> _WHAT YOU HAVE TO DO_
Find the line containing "Target: red car" in the entries; transcribe it and all remaining lines through the end, exactly as they appear, but not the pictures.

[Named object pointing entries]
____
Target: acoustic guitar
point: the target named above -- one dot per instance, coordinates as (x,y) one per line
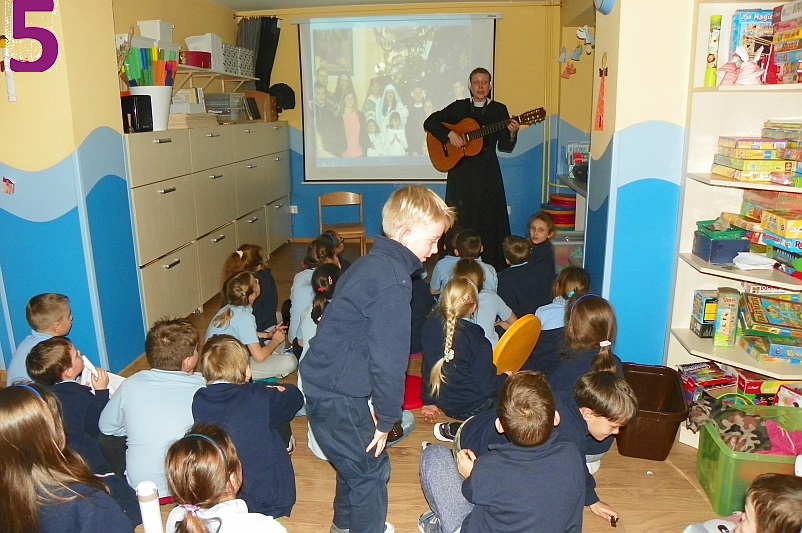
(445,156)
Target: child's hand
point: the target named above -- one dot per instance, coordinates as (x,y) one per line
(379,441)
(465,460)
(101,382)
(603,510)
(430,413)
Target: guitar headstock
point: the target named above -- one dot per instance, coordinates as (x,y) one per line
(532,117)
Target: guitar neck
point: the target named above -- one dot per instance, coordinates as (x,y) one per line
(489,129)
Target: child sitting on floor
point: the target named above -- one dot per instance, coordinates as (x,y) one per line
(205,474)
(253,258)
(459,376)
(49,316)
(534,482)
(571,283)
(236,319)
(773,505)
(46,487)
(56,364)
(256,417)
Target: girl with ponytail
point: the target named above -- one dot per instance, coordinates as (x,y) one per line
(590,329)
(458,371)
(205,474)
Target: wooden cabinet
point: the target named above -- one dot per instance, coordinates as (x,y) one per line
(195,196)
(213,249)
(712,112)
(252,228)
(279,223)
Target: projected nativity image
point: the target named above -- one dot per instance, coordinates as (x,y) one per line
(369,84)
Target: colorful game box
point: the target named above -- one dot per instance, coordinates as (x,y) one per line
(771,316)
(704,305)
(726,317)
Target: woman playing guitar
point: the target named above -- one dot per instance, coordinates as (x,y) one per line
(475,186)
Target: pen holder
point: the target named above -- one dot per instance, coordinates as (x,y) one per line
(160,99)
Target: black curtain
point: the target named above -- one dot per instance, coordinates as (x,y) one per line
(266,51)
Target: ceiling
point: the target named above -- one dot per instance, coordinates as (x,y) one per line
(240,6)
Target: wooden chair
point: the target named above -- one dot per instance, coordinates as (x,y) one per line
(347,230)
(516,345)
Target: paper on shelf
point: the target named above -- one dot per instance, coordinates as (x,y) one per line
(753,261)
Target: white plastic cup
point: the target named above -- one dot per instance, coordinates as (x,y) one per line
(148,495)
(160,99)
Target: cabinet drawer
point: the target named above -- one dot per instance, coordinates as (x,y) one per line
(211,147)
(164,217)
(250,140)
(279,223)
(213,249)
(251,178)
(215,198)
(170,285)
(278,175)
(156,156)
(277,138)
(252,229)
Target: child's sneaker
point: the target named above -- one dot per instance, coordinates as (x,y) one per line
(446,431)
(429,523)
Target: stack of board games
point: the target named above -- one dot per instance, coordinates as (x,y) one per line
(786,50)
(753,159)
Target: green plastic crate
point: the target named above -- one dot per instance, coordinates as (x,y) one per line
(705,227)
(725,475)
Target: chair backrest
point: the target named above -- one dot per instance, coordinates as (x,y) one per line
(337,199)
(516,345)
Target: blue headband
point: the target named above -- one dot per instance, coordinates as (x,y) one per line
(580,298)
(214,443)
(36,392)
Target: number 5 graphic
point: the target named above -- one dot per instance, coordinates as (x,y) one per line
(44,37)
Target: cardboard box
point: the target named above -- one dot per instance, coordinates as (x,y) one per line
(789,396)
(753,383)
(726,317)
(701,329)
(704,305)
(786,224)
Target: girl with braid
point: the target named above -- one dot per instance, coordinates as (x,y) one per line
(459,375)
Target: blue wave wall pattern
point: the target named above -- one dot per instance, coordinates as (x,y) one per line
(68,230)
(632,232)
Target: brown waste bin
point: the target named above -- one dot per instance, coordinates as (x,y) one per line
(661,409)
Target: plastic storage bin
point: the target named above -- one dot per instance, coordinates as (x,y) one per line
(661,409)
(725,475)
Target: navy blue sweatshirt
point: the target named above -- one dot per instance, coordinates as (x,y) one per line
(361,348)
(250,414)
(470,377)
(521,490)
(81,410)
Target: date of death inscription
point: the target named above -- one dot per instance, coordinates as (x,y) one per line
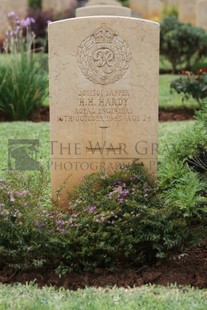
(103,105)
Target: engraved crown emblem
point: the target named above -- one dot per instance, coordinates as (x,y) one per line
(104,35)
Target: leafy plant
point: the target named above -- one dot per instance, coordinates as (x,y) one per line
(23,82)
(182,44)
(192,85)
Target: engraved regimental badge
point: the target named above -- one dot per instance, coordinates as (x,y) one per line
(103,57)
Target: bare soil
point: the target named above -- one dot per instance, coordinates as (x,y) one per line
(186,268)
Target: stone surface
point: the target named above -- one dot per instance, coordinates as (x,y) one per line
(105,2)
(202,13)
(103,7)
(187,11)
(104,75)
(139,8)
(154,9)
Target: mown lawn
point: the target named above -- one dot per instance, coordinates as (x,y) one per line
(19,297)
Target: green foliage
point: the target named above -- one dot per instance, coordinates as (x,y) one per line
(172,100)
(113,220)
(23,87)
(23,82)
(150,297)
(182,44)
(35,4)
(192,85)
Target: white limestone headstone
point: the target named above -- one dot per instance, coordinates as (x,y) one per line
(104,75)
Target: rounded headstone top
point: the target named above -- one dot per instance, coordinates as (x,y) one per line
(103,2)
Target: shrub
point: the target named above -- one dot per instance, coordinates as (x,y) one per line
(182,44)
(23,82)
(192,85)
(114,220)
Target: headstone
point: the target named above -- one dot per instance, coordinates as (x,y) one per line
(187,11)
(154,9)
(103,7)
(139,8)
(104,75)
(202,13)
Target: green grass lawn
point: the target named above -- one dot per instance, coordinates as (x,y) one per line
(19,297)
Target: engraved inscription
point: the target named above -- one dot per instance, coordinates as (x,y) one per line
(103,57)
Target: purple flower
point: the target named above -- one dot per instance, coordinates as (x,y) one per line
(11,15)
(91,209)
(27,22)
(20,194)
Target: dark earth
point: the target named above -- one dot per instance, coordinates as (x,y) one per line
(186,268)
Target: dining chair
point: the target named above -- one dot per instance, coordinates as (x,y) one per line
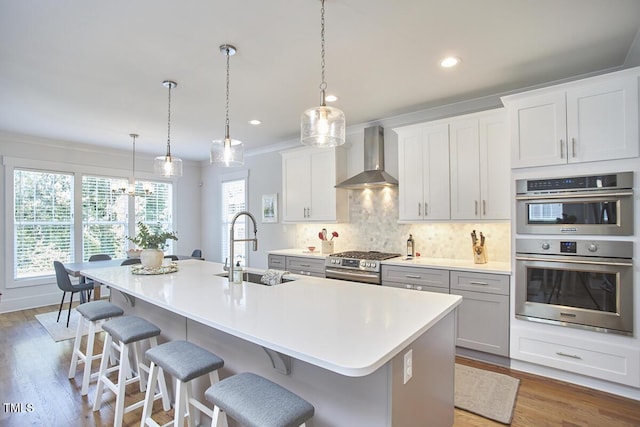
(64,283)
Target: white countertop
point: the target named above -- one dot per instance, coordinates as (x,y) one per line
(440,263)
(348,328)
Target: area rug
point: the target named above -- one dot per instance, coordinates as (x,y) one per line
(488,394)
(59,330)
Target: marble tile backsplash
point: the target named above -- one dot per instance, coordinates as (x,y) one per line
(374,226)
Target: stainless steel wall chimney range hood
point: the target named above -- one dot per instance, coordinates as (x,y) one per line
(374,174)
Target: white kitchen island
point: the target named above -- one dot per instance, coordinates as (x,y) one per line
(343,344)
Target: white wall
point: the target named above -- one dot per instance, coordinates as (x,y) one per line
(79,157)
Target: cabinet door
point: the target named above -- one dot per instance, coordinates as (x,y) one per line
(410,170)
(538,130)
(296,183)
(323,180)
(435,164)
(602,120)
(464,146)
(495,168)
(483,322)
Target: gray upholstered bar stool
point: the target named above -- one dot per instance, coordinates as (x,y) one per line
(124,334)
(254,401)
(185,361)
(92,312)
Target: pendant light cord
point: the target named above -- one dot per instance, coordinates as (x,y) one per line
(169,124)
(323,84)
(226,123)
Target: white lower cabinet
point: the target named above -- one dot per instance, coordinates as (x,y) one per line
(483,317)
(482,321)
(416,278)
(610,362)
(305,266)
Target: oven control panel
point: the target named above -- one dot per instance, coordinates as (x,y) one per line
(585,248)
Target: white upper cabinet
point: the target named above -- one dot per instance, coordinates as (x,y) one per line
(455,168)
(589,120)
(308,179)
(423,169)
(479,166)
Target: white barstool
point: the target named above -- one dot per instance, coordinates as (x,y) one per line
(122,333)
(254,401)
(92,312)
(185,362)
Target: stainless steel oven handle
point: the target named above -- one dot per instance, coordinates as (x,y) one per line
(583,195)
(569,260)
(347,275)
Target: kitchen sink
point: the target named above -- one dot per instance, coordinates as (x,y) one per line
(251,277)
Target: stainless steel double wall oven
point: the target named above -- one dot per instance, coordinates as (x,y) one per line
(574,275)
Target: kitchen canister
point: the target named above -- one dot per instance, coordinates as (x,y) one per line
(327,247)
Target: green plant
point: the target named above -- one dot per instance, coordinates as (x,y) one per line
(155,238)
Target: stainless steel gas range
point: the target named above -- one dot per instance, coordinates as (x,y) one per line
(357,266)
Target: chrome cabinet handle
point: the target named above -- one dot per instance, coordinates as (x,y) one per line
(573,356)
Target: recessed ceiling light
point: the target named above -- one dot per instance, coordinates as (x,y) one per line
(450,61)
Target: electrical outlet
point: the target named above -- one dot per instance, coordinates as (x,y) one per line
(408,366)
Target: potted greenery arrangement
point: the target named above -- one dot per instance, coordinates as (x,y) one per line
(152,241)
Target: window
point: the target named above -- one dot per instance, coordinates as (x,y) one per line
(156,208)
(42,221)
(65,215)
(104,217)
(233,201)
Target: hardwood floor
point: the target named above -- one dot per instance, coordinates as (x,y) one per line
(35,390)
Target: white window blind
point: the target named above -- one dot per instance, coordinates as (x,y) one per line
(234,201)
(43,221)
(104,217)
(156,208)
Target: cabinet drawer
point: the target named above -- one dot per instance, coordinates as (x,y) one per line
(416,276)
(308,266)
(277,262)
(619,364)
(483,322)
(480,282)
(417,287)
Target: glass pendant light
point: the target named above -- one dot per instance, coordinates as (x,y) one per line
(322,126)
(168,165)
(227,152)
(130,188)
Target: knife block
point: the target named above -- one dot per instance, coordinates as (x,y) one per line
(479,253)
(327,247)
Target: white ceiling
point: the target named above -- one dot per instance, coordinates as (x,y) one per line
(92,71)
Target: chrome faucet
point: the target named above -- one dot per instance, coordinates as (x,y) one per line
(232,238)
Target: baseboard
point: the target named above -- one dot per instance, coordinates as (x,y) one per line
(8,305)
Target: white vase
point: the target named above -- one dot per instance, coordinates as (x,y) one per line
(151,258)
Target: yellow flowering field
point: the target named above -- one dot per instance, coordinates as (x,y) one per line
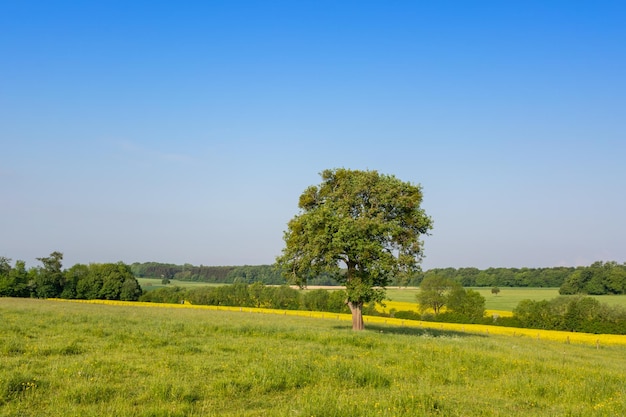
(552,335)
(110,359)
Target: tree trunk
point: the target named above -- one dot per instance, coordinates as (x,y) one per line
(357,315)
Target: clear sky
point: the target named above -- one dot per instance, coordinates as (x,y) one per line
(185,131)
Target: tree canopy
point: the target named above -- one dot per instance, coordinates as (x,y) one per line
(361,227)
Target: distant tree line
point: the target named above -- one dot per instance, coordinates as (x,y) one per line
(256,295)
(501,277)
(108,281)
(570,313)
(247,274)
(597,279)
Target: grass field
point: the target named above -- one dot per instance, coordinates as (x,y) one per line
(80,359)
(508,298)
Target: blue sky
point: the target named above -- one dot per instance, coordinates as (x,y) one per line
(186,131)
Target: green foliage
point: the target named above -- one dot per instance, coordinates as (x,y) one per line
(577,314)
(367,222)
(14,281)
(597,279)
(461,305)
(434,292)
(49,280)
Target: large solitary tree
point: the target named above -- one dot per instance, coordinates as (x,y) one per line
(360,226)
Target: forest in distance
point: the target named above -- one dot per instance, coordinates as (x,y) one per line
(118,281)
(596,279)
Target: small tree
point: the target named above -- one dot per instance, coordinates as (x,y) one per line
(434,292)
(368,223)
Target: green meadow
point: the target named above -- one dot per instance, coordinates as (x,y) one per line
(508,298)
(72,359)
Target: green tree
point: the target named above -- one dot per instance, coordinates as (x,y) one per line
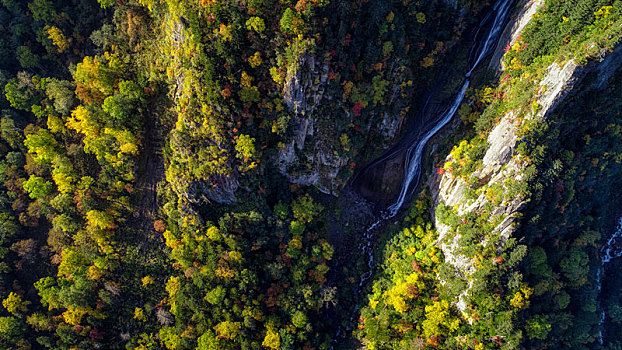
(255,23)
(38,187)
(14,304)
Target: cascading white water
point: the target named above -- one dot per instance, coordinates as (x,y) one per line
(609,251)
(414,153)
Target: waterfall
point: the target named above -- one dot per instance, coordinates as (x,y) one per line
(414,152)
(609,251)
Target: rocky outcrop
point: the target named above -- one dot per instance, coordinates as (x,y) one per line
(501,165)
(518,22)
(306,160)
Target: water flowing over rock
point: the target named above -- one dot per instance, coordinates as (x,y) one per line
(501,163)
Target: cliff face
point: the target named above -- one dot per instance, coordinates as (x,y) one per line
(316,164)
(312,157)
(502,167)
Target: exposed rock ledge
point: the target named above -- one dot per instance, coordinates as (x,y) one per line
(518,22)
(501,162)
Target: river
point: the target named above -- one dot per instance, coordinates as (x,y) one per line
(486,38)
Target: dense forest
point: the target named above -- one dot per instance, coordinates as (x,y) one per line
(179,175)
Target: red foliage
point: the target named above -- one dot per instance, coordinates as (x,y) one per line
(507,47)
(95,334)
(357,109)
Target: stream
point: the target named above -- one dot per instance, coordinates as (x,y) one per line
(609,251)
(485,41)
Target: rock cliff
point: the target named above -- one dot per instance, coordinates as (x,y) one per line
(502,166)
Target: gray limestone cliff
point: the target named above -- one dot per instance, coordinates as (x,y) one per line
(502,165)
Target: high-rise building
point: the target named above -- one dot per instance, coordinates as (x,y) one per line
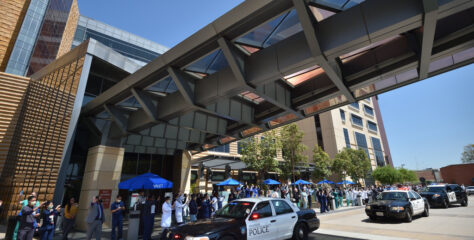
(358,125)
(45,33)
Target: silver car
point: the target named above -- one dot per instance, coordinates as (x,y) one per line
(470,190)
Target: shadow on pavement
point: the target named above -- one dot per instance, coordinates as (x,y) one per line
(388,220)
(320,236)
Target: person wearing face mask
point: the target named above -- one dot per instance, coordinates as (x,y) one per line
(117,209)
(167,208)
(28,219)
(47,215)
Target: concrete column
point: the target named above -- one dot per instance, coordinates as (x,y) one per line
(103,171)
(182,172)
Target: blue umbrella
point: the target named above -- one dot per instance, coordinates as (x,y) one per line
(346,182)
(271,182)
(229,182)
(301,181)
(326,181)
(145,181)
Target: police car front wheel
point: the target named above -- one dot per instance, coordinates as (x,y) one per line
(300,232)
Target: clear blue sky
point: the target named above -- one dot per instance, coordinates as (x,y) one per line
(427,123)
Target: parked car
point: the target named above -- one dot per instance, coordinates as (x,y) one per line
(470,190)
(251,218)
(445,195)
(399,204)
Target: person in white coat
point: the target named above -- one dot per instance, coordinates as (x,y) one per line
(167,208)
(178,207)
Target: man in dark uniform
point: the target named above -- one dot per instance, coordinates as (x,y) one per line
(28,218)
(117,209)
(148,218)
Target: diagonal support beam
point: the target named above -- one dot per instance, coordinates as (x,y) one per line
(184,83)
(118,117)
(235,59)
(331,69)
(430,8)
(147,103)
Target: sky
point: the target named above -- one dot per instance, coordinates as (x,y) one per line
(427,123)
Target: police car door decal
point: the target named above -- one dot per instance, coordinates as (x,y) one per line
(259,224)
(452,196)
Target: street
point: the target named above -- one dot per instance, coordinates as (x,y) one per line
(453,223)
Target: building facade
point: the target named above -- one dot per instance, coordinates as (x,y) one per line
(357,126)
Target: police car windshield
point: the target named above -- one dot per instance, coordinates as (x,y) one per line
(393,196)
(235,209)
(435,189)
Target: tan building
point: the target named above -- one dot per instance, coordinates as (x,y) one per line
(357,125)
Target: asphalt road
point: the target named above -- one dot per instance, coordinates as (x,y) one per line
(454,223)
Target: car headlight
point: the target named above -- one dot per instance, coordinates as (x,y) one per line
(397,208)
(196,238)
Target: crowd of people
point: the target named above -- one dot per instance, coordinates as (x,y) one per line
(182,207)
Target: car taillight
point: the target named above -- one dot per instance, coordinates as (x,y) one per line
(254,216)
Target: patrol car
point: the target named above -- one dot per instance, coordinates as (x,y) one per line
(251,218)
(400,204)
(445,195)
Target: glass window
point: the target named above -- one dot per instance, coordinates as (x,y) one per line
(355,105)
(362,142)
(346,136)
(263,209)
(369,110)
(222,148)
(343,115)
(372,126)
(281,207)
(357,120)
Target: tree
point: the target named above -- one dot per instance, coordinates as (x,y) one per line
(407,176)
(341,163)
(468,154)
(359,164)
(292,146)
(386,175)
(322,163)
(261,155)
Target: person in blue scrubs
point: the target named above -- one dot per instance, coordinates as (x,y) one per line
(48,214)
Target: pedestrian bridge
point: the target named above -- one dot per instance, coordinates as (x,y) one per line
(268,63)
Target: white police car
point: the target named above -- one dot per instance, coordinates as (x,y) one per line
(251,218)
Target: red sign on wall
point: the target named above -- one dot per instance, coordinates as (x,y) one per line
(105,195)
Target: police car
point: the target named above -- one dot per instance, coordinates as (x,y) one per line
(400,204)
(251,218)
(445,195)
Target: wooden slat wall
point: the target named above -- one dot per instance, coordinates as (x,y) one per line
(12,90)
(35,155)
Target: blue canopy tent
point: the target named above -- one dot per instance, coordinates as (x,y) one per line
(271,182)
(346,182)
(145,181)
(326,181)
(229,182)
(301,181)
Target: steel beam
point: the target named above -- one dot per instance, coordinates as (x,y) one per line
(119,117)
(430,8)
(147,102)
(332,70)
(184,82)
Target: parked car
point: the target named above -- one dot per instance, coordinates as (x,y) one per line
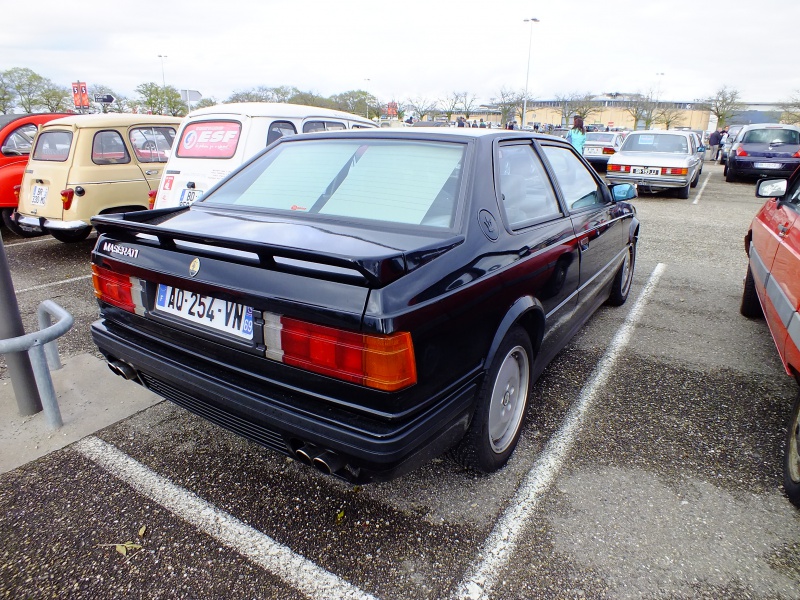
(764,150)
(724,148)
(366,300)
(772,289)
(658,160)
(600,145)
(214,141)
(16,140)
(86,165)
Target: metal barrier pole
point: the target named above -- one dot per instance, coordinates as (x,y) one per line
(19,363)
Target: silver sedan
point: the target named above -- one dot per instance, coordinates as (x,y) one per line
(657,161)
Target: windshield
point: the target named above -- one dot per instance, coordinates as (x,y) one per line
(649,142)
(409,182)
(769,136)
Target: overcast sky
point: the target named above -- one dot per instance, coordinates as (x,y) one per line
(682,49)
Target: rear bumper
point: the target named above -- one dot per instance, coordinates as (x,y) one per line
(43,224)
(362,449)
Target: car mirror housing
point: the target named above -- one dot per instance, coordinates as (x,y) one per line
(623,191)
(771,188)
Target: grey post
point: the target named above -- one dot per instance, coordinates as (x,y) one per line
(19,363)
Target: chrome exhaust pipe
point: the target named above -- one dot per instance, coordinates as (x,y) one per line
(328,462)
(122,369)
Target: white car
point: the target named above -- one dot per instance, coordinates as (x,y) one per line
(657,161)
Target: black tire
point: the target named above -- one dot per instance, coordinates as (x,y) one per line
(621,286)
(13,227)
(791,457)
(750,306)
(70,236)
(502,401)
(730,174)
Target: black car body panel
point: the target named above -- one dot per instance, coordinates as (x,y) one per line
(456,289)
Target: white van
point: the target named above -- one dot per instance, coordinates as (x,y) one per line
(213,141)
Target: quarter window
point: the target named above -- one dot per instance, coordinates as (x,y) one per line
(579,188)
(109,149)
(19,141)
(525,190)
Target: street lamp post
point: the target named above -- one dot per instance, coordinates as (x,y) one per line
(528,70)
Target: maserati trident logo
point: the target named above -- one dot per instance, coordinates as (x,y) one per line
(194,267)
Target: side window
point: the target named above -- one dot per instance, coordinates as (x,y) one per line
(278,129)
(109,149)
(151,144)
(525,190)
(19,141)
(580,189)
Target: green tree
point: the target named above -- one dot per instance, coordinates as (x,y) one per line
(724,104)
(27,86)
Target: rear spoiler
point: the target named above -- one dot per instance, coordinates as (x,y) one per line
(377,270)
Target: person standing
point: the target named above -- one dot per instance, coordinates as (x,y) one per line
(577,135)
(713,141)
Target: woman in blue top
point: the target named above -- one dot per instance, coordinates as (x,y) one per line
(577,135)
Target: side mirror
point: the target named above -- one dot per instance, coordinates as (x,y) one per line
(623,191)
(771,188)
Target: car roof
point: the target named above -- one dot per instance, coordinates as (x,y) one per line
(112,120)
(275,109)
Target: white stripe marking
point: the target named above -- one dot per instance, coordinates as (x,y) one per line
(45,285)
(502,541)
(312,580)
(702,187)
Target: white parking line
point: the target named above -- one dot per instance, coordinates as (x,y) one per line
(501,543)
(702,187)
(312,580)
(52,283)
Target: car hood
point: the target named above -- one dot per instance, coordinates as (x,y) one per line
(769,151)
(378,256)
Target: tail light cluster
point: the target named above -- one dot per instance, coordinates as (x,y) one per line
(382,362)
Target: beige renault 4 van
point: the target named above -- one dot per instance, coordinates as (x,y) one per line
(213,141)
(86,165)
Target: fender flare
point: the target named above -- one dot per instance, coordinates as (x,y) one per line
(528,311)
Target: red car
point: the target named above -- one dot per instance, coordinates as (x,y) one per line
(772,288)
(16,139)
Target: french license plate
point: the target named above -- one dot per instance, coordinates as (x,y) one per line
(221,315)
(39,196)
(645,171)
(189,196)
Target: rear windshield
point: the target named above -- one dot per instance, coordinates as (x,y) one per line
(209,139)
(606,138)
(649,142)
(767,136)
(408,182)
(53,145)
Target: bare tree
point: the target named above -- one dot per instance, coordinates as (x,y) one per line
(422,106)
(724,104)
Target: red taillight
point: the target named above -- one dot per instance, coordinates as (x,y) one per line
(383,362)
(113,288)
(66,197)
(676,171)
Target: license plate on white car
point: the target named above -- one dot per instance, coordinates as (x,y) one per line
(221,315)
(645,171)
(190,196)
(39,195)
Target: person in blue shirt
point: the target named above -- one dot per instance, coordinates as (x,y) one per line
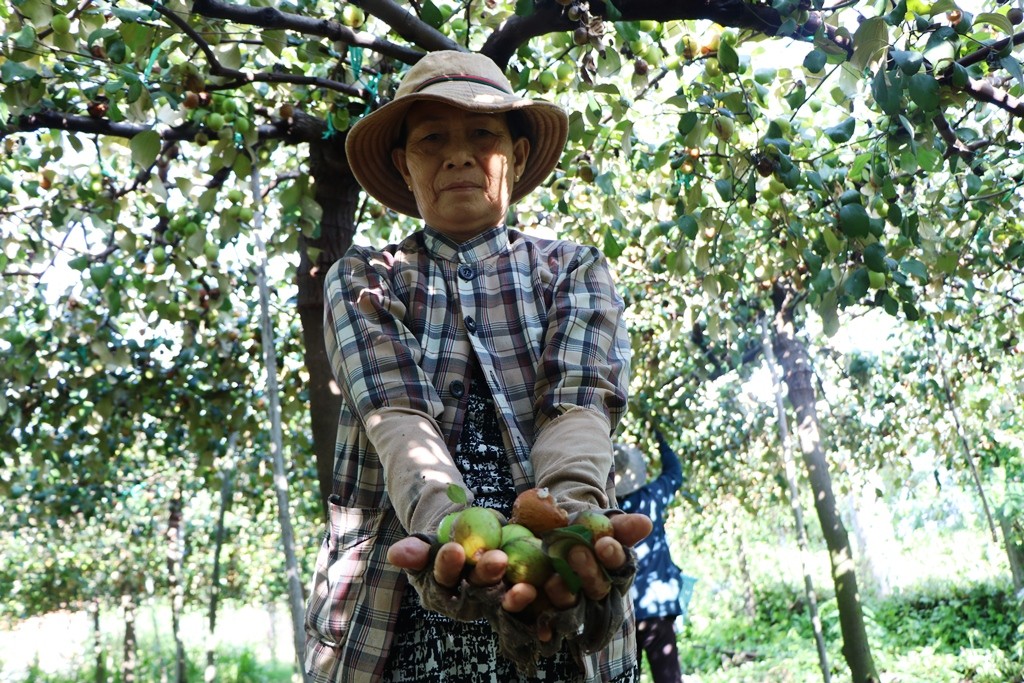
____
> _OUTPUT FOR THIS TASK_
Target: red car
point: the target named above -- one dot per instance, coordinates as (x,y) one per line
(772,288)
(16,139)
Target: french license plate
point: the target named above -- one dot per instance, coordinates as (x,y) one per line
(221,315)
(39,196)
(645,171)
(189,196)
Target: rear windshield
point: the target named above -- one dot per instance, coordinates as (x,y) one per line
(209,139)
(606,138)
(649,142)
(767,136)
(408,182)
(53,145)
Target: bare tree
point: the target named above -- one dot per instance, coordinates as (x,y) one per line
(422,106)
(724,104)
Target: red taillight
point: the target named above -- one dot per instance, coordinates as (x,y) one per line
(383,362)
(113,288)
(66,197)
(676,171)
Target: license plate on white car
point: the target named above -- one dot per instance, coordinates as (x,y) one per line
(221,315)
(645,171)
(190,196)
(39,195)
Target: person in blue shirt
point: the target named above -- one dot per instance, coordinates as (x,y) one per line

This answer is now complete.